(What you have to do):
Please find every line in the records below that contains the word "bird", and copy each of those lines.

(Dataset extract):

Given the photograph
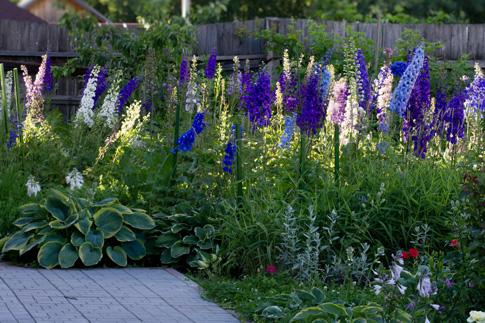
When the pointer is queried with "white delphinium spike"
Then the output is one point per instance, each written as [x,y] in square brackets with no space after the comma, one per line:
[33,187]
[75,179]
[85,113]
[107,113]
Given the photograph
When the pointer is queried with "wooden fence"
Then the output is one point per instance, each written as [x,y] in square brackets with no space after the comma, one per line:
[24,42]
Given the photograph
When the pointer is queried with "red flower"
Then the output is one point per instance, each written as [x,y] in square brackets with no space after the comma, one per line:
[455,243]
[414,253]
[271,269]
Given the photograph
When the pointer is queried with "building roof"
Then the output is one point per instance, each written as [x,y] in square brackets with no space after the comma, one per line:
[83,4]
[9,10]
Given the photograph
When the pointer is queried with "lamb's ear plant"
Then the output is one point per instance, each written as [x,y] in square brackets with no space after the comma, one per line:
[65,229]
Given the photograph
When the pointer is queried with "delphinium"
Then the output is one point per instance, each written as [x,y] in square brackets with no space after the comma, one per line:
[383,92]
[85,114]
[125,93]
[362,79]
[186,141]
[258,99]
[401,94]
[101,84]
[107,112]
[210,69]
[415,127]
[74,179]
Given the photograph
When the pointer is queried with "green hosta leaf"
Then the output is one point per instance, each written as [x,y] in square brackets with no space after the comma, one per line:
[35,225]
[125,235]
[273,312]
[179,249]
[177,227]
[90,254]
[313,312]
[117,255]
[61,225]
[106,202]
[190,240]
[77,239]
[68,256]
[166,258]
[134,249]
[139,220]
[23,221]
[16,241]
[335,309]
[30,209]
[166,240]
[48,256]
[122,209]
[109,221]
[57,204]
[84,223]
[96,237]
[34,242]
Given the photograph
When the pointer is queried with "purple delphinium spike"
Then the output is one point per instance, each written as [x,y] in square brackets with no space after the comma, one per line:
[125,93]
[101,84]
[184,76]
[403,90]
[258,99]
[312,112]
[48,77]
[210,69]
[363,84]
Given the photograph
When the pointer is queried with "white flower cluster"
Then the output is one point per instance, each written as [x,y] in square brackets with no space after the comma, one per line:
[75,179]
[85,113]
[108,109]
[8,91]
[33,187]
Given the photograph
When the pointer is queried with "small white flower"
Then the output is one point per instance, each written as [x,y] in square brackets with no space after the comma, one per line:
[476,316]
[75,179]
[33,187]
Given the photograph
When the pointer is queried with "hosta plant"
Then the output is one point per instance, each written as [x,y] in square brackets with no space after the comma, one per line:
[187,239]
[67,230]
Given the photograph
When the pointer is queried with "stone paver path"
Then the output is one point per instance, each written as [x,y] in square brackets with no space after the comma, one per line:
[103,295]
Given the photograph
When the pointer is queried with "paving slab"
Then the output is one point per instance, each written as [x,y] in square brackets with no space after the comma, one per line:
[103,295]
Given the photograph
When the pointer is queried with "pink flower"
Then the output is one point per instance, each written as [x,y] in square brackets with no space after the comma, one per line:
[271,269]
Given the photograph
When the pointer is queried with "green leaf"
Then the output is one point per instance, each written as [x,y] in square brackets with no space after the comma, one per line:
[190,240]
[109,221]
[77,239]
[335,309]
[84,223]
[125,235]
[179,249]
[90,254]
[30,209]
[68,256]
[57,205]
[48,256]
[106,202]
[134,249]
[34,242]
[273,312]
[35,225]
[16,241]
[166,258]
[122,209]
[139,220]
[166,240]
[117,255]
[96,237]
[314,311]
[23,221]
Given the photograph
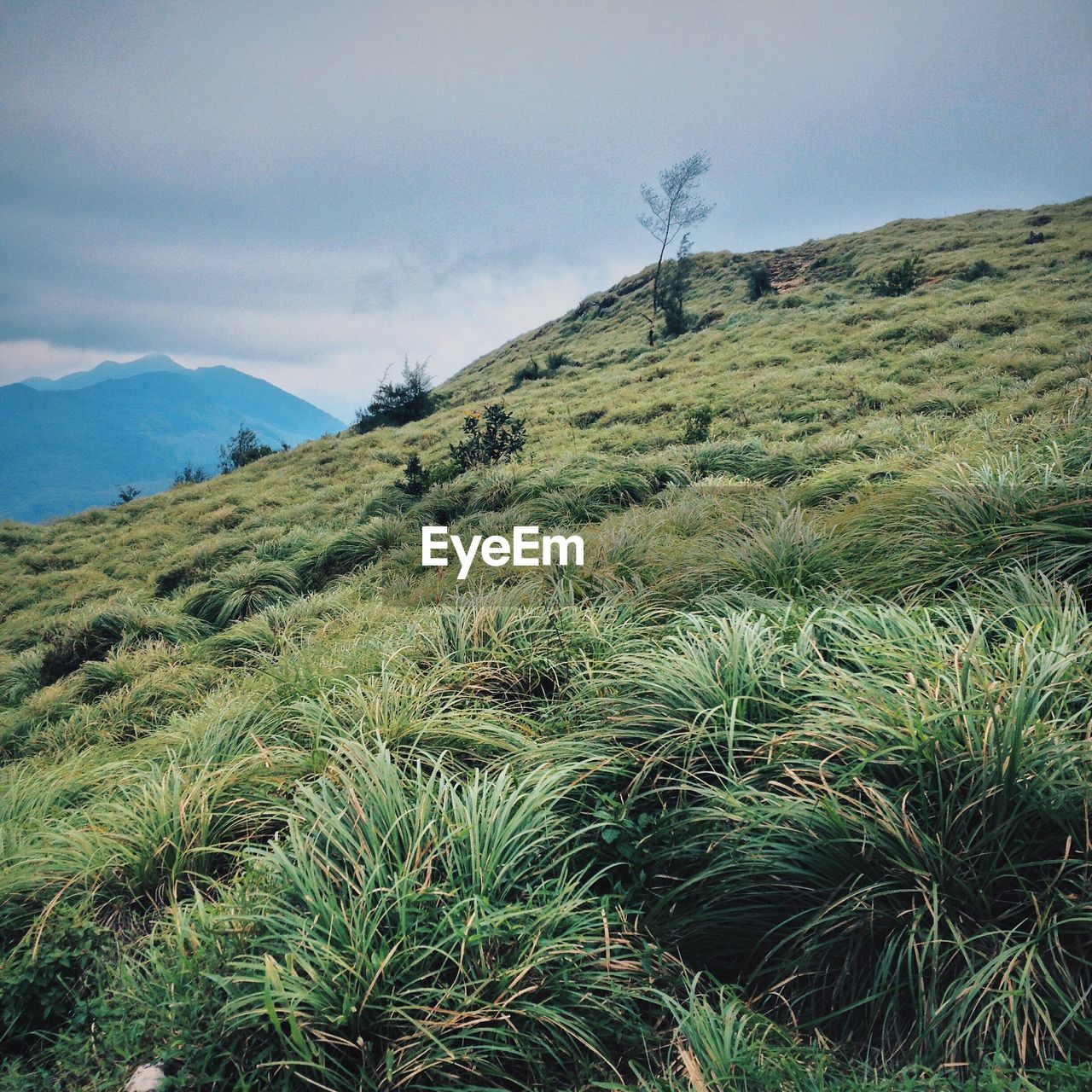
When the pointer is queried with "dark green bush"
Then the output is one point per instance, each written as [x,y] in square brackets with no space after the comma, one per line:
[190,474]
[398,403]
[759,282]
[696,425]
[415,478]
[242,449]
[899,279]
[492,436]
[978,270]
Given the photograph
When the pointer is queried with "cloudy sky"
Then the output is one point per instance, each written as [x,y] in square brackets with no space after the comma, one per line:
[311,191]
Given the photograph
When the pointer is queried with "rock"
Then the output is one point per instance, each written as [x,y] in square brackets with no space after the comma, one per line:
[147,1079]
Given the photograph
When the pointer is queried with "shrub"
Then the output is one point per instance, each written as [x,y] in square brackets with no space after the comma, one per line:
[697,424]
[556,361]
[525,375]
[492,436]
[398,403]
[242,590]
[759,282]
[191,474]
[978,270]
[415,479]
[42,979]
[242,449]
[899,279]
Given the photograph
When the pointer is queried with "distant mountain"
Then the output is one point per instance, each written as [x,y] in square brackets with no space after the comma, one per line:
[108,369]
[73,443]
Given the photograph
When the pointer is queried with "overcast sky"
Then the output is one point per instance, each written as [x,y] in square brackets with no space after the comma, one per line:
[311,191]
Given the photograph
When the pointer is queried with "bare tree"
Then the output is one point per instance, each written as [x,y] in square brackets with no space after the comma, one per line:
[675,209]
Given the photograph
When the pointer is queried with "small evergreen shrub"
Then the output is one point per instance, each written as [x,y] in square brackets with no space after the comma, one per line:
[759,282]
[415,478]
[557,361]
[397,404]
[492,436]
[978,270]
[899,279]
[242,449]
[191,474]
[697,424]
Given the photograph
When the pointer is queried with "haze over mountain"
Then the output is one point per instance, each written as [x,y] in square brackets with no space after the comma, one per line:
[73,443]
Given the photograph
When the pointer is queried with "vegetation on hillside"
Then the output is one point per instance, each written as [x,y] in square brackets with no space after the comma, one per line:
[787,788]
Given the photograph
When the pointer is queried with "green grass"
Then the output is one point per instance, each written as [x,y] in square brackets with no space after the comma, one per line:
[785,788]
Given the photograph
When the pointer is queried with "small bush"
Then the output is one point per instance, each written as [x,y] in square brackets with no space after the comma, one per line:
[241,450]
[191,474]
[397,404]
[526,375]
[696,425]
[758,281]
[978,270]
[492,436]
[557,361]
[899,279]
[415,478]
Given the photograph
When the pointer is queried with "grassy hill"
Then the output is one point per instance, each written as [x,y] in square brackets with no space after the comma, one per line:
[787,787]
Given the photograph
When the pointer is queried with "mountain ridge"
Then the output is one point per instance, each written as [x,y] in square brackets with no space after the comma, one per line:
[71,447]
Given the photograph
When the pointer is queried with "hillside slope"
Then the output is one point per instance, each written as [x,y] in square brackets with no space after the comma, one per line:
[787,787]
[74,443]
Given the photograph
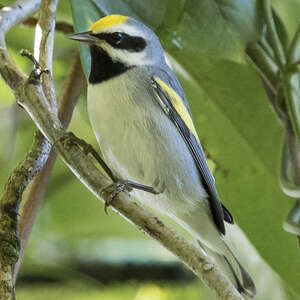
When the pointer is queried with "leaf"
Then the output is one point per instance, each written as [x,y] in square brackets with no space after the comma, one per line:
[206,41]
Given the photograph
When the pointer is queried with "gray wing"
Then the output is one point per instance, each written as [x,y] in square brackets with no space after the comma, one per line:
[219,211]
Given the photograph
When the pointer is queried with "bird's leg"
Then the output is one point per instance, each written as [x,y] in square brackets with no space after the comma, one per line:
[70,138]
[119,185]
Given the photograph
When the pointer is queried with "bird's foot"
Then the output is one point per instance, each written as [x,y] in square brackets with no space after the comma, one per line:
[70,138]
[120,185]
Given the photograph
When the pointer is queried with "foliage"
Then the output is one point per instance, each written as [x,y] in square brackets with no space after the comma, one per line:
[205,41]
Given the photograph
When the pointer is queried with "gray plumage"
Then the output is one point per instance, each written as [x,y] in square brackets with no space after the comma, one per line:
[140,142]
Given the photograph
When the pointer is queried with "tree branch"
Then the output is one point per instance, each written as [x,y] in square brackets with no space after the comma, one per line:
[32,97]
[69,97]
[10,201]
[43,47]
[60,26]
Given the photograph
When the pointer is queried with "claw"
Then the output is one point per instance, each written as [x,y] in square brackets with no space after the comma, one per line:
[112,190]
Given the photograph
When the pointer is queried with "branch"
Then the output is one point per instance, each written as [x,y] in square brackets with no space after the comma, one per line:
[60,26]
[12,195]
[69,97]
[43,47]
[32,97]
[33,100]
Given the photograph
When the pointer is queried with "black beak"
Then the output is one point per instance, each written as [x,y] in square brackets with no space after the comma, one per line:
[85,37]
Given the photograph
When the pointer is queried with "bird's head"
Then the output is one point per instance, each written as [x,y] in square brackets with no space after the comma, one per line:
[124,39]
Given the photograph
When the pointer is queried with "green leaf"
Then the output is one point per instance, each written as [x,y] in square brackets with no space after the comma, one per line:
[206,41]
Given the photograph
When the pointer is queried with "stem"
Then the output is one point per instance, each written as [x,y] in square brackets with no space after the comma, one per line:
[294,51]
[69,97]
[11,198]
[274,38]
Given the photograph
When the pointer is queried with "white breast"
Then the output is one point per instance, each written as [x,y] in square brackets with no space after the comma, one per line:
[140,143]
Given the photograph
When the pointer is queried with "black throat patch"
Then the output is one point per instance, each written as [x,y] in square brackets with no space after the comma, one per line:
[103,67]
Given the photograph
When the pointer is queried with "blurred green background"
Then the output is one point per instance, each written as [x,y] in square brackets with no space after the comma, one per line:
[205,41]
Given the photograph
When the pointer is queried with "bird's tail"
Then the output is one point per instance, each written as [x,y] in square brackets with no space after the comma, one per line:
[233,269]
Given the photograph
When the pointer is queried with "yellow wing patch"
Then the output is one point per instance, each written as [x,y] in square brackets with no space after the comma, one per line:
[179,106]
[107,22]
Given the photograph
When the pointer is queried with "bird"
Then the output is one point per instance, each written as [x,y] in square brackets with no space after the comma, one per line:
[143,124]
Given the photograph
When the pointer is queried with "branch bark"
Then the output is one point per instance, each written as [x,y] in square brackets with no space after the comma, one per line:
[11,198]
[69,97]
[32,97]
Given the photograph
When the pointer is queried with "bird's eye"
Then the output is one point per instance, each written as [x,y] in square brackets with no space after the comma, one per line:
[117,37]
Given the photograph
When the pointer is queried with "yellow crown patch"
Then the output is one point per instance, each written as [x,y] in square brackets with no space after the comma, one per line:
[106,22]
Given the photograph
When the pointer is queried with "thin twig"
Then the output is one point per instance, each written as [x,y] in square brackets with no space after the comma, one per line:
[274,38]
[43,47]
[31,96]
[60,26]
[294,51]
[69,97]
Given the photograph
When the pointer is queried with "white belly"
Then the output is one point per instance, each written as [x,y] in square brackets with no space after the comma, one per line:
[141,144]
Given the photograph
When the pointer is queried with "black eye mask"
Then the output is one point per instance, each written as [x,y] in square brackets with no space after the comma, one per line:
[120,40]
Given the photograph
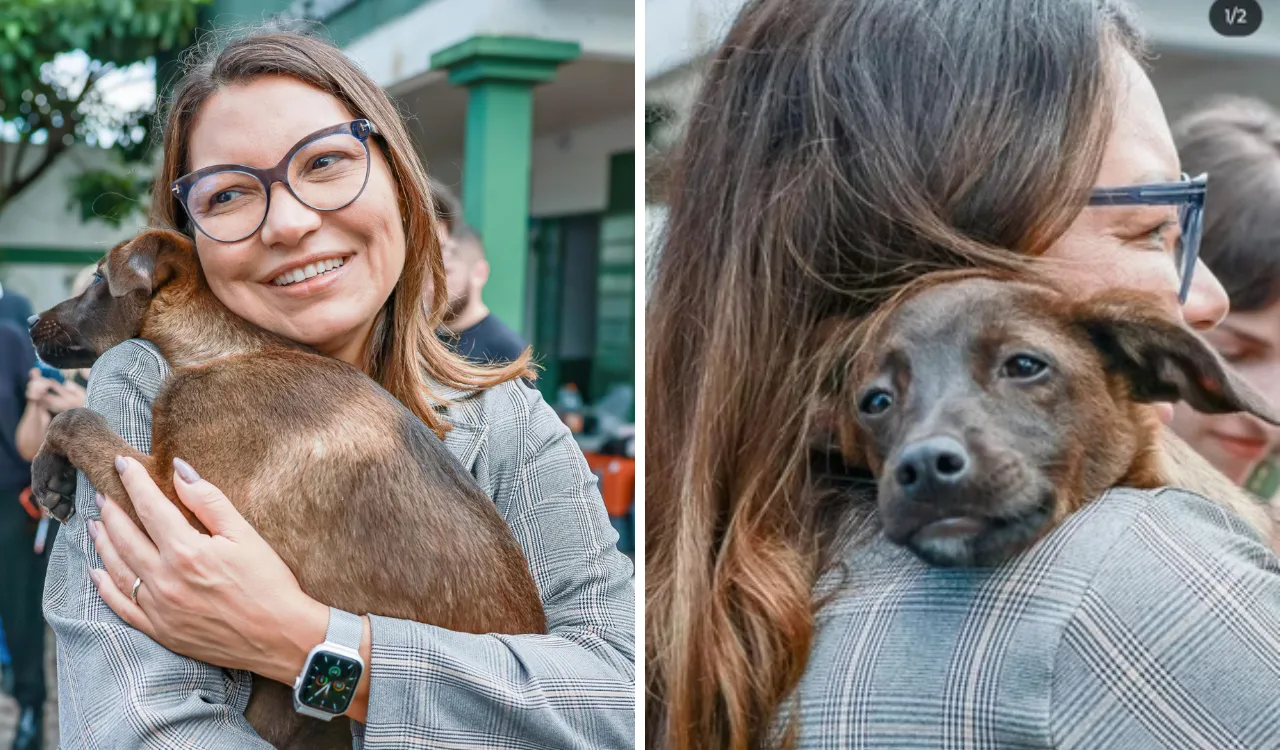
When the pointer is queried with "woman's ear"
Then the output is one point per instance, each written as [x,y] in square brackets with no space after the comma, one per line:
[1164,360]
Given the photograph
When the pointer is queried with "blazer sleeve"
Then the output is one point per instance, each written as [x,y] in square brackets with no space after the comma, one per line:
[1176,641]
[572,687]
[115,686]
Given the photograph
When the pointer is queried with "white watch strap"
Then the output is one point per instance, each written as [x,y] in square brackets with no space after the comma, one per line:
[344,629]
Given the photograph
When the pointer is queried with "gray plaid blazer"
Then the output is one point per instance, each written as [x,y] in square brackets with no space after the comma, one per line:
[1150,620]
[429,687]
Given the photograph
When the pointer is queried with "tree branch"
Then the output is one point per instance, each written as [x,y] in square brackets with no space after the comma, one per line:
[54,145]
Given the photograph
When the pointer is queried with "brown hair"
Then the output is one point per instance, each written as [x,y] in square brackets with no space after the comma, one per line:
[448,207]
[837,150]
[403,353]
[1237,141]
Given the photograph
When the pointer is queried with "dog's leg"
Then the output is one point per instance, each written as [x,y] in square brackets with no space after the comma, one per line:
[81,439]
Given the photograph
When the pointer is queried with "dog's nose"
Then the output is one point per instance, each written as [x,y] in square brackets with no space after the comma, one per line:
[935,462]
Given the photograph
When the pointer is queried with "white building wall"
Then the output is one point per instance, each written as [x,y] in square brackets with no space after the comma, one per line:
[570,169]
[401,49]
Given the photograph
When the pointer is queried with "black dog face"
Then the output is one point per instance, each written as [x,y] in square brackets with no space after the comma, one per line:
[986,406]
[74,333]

(Response):
When the pointer is queried with "bird's leg"
When the pointer is queried with "bird's foot"
When the pointer is queried with "bird's head"
When the pointer is queried with "bird's tail"
When the pointer is queried with "bird"
When the pointer is queried with "bird's eye"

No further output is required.